→ TO DO
All of the data is to be printed again exactly as it appears.

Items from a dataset
⁂
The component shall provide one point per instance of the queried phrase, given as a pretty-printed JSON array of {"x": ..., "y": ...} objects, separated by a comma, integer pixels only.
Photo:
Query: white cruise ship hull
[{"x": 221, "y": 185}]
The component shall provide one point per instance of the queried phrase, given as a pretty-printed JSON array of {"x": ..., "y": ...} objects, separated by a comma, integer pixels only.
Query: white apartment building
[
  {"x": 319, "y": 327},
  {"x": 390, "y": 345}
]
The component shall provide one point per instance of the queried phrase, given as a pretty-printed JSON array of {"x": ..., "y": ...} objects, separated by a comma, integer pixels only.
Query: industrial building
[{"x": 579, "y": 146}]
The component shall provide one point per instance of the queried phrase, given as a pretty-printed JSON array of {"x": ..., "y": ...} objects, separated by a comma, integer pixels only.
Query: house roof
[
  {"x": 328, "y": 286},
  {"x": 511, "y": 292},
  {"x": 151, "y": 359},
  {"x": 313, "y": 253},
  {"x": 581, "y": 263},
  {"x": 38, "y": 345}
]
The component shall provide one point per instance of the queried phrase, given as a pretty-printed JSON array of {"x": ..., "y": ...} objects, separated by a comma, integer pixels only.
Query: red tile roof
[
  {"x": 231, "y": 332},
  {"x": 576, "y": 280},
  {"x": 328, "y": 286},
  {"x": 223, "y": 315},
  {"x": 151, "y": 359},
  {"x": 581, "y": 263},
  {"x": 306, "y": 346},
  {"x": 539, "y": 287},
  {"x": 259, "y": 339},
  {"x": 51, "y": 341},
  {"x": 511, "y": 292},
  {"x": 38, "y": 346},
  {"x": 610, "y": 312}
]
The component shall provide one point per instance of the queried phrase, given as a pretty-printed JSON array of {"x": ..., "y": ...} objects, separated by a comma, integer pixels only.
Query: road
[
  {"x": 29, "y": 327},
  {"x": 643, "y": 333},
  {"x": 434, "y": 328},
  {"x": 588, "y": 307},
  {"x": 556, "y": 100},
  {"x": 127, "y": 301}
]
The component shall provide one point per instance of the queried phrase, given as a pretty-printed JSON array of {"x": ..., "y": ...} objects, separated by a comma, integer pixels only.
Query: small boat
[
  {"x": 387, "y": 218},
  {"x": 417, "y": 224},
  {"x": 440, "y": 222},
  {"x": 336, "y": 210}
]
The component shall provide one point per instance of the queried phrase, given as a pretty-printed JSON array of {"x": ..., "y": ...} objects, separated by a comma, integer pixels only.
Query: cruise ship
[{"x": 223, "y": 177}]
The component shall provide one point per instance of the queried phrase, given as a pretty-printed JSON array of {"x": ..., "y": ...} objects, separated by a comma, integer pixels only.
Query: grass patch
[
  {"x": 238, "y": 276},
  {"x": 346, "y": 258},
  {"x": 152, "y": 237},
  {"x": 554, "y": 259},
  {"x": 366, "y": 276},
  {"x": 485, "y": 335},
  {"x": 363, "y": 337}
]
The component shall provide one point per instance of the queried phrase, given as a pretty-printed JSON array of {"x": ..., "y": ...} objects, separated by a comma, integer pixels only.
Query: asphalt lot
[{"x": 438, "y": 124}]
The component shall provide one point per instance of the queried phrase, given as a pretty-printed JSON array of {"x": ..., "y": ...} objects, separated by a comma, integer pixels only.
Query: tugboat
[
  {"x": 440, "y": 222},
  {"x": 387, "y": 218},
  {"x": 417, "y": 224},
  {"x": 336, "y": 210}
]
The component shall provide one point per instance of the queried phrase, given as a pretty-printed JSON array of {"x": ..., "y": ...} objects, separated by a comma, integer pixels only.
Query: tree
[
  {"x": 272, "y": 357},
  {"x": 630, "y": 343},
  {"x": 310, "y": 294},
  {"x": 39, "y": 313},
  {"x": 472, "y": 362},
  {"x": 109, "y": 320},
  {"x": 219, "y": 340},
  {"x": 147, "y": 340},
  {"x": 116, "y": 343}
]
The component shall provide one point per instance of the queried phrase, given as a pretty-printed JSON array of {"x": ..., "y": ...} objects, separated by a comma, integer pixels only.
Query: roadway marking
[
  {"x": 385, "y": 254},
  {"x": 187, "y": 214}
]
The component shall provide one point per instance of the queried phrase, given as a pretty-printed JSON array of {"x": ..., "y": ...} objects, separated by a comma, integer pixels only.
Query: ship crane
⁂
→ OUTPUT BELOW
The component shall provide one point per instance of the queried phrase, given as a pretty-printed JSON array of {"x": ..., "y": ...} objects, separated by a comma, integer pixels only.
Photo:
Query: white cruise ship hull
[{"x": 221, "y": 185}]
The component shall provide one point per instance of the queried phrase, given as a pretty-printed JSON array of {"x": ..., "y": ...} objects, separated by a comma, integer pixels only.
Query: white apartment building
[
  {"x": 319, "y": 327},
  {"x": 390, "y": 345}
]
The component shall provide one point per instance of the queried phrase, given as a pretty-printed JSON array of {"x": ..., "y": ...} objects, separated by a comma, integer pixels only.
Query: industrial building
[{"x": 579, "y": 146}]
The component shall provide one point per instance of the queried phrase, given as a pretty-printed JSON array of {"x": ..., "y": ...} objects, separated by a comma, integer pixels only.
Query: house roof
[
  {"x": 328, "y": 286},
  {"x": 511, "y": 292},
  {"x": 151, "y": 359},
  {"x": 313, "y": 253},
  {"x": 581, "y": 263},
  {"x": 38, "y": 345}
]
The component shall provide one point per instance of the queried phrase, given as a pretty-printed JSON array of {"x": ..., "y": ...} objects, separated by a comma, integer pixels only.
Query: red tile roof
[
  {"x": 231, "y": 332},
  {"x": 576, "y": 280},
  {"x": 328, "y": 286},
  {"x": 223, "y": 315},
  {"x": 151, "y": 359},
  {"x": 581, "y": 263},
  {"x": 306, "y": 346},
  {"x": 539, "y": 287},
  {"x": 259, "y": 339},
  {"x": 51, "y": 341},
  {"x": 511, "y": 292},
  {"x": 38, "y": 346},
  {"x": 610, "y": 312}
]
The component shall provide one point per instance of the queried phrase, given as a pretty-printed JSON array of {"x": ..., "y": ...} objects, separated by a comma, integer pixels only.
Query: road
[
  {"x": 29, "y": 327},
  {"x": 643, "y": 333},
  {"x": 434, "y": 328},
  {"x": 588, "y": 307},
  {"x": 556, "y": 100},
  {"x": 127, "y": 301}
]
The component shall provide one point per instance of the queried phrase, given as a pretty-printed JSON array of {"x": ..., "y": ...} objects, separated by a comma, integer pixels only.
Query: small boat
[
  {"x": 387, "y": 218},
  {"x": 417, "y": 224},
  {"x": 440, "y": 222},
  {"x": 336, "y": 210}
]
The component shall provide one point per instance of the queried phrase, given as a pretty-printed JSON array of {"x": ..., "y": ...} objects, separated by a comma, integer pixels only.
Query: cruise ship
[{"x": 223, "y": 177}]
The component shall provide one point per instance of the queried phrase, given as a pretty-printed JSON array of {"x": ..., "y": ...} objects, separated by a comma, integer pixels only.
Query: grass patch
[
  {"x": 238, "y": 276},
  {"x": 346, "y": 258},
  {"x": 152, "y": 237},
  {"x": 554, "y": 259},
  {"x": 366, "y": 276},
  {"x": 485, "y": 335},
  {"x": 363, "y": 337}
]
The component shall provide one point per instance of the queried phrase, given as a pretty-printed JSON array of {"x": ..., "y": ...} objects, separated by a comma, integer pixels only.
Query: asphalt lot
[{"x": 438, "y": 124}]
The component shall provide one point per instance of the queried phrase, given as a pretty-printed JSON array of {"x": ..., "y": ...} objects, separated by a comma, integer pixels only.
Query: tugboat
[
  {"x": 440, "y": 222},
  {"x": 387, "y": 218},
  {"x": 417, "y": 224},
  {"x": 336, "y": 210}
]
The component shall provide one point per instance of the queried phrase, given as a pretty-printed JSON array of {"x": ..., "y": ...} objects, separated by a comma, integer pixels only.
Query: tree
[
  {"x": 272, "y": 357},
  {"x": 630, "y": 343},
  {"x": 310, "y": 294},
  {"x": 39, "y": 313},
  {"x": 472, "y": 362},
  {"x": 109, "y": 320},
  {"x": 219, "y": 340},
  {"x": 147, "y": 340},
  {"x": 116, "y": 343}
]
The component shall provide one point per instance of the queried phrase, given as a pretty-printed JSON array of {"x": ..., "y": ...} objects, separated by a comma, integer pixels only.
Query: roadway marking
[
  {"x": 385, "y": 254},
  {"x": 187, "y": 214}
]
The component shall provide one point per instance of the queried phrase, given as a pretty-printed JSON array of {"x": ..., "y": ...} objects, separated by a comma, integer pixels only.
Query: ship crane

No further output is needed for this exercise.